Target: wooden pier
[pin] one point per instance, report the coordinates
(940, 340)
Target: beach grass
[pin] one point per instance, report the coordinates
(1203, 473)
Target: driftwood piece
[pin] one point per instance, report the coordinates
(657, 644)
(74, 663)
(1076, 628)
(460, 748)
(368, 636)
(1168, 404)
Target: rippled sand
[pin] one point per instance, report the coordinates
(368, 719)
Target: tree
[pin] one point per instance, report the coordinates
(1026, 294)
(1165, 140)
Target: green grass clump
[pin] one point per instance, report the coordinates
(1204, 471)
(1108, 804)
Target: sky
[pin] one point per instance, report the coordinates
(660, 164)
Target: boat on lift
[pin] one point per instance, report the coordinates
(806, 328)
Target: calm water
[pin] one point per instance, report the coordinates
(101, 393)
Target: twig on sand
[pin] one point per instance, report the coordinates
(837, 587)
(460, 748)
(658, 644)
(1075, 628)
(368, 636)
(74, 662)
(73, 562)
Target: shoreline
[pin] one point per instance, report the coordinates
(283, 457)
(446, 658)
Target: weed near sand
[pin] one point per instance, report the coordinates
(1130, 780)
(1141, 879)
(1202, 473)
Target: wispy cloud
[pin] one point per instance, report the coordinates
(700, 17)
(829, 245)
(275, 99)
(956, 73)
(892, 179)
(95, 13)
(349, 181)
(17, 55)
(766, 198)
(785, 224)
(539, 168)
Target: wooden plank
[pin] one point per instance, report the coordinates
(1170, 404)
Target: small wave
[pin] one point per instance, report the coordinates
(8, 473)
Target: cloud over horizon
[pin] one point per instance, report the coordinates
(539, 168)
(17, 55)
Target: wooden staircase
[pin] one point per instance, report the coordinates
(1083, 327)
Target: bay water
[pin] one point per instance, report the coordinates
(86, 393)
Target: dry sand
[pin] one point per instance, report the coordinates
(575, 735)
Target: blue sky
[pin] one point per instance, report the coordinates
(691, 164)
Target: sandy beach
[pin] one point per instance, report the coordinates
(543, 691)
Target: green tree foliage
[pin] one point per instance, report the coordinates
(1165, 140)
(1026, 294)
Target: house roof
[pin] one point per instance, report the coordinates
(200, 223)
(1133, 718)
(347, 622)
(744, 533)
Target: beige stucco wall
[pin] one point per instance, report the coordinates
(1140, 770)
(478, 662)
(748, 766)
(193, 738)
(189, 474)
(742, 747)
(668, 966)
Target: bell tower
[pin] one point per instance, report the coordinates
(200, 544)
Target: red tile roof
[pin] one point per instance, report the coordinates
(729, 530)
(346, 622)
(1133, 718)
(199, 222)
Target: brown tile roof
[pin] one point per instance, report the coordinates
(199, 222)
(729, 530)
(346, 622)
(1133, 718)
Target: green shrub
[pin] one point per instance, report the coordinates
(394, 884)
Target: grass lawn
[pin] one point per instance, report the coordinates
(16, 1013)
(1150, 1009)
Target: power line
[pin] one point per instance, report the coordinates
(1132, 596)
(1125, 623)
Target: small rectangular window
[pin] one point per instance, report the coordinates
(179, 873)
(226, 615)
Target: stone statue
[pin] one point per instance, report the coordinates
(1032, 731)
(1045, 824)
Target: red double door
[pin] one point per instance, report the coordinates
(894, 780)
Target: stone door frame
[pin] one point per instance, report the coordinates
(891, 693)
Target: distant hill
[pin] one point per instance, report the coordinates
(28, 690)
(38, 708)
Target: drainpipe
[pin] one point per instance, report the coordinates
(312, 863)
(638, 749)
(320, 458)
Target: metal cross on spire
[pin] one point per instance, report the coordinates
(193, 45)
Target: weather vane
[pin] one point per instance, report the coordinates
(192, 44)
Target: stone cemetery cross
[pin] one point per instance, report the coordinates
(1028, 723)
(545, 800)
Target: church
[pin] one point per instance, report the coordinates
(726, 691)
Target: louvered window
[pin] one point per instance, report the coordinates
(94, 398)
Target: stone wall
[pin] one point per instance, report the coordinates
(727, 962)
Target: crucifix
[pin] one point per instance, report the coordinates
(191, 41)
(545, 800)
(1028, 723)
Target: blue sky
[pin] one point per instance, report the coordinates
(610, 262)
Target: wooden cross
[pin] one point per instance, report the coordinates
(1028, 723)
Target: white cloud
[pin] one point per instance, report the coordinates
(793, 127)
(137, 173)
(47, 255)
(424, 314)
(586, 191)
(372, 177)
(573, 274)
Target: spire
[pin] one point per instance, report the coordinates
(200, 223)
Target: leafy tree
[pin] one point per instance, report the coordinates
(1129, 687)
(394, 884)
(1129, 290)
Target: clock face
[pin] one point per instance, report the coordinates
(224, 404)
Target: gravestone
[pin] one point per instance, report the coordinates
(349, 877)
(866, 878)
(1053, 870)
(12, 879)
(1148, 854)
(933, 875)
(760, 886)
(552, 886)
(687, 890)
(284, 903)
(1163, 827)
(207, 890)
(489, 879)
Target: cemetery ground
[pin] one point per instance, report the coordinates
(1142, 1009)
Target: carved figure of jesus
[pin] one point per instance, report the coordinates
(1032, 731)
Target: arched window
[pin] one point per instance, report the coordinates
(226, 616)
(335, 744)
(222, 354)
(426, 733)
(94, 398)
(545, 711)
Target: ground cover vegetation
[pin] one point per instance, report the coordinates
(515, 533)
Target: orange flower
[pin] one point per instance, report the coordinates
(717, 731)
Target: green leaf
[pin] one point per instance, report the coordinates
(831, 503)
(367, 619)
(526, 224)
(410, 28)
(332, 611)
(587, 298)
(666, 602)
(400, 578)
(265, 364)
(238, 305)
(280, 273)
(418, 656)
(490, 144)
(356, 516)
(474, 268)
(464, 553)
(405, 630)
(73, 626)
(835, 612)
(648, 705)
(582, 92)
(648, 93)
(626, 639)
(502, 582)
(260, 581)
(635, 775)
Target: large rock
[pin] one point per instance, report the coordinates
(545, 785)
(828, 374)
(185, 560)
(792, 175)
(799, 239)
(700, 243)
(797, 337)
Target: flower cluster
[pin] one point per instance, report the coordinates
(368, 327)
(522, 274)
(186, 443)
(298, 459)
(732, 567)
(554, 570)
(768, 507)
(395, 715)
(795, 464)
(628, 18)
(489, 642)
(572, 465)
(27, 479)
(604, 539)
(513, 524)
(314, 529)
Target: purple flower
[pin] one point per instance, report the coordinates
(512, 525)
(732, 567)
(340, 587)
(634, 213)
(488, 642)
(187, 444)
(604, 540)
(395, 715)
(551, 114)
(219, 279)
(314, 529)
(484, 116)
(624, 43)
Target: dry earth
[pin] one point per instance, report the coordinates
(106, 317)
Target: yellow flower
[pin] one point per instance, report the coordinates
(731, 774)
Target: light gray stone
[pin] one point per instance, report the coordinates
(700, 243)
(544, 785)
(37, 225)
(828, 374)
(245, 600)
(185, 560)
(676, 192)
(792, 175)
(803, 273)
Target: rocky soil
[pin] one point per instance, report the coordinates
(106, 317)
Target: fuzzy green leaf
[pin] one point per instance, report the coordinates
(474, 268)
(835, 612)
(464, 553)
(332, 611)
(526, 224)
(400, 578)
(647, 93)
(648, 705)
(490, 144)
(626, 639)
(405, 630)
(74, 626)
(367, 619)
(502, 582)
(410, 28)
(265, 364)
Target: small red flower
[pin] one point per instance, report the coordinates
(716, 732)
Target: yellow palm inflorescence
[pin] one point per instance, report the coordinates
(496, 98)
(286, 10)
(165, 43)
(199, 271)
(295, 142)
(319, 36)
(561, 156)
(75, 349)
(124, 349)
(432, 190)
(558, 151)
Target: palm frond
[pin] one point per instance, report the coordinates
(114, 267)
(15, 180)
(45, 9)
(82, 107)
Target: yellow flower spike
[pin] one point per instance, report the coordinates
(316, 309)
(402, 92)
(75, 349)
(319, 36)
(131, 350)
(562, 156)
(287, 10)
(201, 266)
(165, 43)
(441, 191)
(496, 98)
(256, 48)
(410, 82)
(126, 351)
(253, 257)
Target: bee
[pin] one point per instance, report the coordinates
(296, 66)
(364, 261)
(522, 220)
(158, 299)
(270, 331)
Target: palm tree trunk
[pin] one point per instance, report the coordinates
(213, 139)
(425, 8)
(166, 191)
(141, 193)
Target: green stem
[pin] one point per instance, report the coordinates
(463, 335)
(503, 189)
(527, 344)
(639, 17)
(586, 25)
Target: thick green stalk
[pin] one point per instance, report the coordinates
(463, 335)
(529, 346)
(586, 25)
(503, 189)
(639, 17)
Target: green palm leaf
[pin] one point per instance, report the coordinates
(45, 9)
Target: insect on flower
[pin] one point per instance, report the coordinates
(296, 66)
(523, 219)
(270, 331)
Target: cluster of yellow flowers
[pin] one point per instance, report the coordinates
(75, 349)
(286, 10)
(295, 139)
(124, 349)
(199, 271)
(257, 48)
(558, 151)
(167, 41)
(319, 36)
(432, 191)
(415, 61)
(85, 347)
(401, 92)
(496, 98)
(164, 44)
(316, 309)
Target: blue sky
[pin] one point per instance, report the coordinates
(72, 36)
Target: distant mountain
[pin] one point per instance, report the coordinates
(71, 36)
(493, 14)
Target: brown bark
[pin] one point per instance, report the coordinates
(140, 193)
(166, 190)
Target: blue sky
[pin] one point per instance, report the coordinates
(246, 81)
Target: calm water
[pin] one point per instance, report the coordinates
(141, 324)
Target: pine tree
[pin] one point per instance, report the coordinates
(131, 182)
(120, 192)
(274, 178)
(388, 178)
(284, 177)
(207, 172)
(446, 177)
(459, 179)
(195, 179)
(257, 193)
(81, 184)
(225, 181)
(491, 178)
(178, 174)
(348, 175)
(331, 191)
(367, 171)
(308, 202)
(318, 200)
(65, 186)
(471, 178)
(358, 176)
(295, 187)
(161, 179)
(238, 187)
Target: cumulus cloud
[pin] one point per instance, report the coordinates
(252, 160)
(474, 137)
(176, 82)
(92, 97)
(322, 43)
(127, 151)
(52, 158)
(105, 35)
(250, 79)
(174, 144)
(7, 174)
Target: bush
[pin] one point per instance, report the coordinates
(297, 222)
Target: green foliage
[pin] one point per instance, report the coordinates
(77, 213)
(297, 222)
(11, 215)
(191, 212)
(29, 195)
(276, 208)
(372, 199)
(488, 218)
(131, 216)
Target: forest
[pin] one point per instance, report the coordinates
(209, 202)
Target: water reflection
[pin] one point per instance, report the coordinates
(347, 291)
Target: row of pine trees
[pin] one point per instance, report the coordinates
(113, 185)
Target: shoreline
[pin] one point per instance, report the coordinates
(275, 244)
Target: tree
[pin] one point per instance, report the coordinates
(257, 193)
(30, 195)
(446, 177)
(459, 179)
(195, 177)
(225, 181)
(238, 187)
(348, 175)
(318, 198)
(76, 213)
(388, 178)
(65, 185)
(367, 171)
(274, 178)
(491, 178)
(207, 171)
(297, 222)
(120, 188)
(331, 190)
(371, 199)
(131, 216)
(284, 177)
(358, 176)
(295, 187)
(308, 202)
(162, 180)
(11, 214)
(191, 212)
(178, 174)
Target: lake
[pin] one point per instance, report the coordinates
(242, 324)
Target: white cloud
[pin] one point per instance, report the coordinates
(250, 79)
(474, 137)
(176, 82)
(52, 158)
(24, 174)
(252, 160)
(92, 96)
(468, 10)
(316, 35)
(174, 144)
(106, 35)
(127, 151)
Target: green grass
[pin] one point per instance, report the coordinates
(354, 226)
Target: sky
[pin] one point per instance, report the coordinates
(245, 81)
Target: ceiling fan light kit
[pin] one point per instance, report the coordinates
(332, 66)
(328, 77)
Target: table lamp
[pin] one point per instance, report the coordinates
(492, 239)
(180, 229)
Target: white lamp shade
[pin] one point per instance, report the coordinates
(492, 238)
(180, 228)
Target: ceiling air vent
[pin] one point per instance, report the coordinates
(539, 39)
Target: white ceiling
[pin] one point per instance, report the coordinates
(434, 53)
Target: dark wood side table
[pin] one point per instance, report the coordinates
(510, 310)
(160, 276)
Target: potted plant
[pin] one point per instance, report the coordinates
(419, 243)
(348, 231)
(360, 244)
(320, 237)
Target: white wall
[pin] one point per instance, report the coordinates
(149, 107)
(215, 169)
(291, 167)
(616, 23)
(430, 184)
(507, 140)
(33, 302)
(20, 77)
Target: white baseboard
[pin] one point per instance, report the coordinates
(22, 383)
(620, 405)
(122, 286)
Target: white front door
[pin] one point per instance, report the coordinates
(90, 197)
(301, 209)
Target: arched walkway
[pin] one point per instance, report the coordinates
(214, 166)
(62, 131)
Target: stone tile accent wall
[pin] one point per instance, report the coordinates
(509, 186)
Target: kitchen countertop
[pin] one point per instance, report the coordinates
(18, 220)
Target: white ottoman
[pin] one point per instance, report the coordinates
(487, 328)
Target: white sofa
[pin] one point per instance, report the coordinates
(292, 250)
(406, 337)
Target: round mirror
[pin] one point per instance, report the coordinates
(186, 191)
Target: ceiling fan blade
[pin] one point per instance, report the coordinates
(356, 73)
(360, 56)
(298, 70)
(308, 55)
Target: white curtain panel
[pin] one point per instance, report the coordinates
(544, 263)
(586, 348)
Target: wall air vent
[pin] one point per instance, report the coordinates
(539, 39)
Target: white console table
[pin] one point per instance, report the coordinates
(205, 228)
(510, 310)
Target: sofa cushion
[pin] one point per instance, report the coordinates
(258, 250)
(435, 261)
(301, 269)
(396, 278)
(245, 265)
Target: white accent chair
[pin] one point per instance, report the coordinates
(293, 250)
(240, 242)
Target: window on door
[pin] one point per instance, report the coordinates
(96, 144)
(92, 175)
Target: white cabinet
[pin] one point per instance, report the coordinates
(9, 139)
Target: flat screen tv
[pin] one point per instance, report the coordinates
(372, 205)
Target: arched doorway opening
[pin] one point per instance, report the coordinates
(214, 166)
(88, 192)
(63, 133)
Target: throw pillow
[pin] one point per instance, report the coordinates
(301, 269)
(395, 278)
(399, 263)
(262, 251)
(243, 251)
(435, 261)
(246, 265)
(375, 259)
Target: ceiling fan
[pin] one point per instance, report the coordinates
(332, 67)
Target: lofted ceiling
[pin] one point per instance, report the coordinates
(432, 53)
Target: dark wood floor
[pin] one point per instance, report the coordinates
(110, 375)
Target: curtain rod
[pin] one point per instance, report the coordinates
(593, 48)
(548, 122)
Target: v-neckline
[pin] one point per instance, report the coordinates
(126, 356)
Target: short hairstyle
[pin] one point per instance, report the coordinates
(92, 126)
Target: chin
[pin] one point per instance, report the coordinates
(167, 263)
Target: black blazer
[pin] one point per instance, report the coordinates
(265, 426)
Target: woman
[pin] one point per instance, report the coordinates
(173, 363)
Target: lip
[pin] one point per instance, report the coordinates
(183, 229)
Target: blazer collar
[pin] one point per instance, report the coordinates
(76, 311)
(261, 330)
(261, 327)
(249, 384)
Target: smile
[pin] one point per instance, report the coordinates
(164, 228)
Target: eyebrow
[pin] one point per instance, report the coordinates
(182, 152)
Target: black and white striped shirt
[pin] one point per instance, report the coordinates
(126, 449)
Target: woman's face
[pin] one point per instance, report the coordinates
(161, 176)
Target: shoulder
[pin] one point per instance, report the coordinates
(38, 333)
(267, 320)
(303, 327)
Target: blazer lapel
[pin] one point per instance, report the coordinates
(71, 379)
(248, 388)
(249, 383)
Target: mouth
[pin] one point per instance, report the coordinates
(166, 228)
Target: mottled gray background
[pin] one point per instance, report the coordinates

☆ ☆ ☆

# SET EXERCISE:
Repeat the line containing "Target: lofted ceiling" and all subsequent lines through the final line of the data, exactly and with no others.

# FINISHED TASK:
Target: lofted ceiling
[pin] one point per instance, report the coordinates
(432, 53)
Target: dark wood floor
[pin] one point per instance, report the coordinates
(110, 375)
Target: curtain rod
[pin] one point per instance, report the coordinates
(593, 48)
(548, 122)
Target: v-neckline
[pin] one point per instance, report the coordinates
(126, 356)
Target: short hairstyle
[pin] one point per instance, report the coordinates
(92, 126)
Target: chin
[pin] one point per instance, report the coordinates
(167, 263)
Target: black blazer
[pin] one point per instance, report the coordinates
(265, 426)
Target: woman
[pin] one point per instance, report the coordinates
(173, 363)
Target: lip
[pin] one point per instance, report the coordinates
(183, 229)
Target: blazer collar
[pin] one point per instance, report the coordinates
(76, 311)
(261, 330)
(261, 327)
(249, 384)
Target: smile
[pin] one point per instance, report the coordinates
(164, 228)
Target: eyebrow
[pin] one point per instance, report the coordinates
(182, 152)
Target: black and white striped shirt
[pin] one point per instance, report the coordinates
(126, 449)
Target: woman's face
[pin] one point per instance, report the coordinates
(161, 176)
Target: shoulder
[pin] one point per instance, report the coordinates
(38, 333)
(267, 320)
(303, 327)
Target: blazer lapel
[pin] one point per instance, report the coordinates
(71, 379)
(248, 388)
(249, 383)
Target: mouth
[pin] one point per instance, report the coordinates
(166, 228)
Target: mottled gray background
[pin] one point per instance, report the coordinates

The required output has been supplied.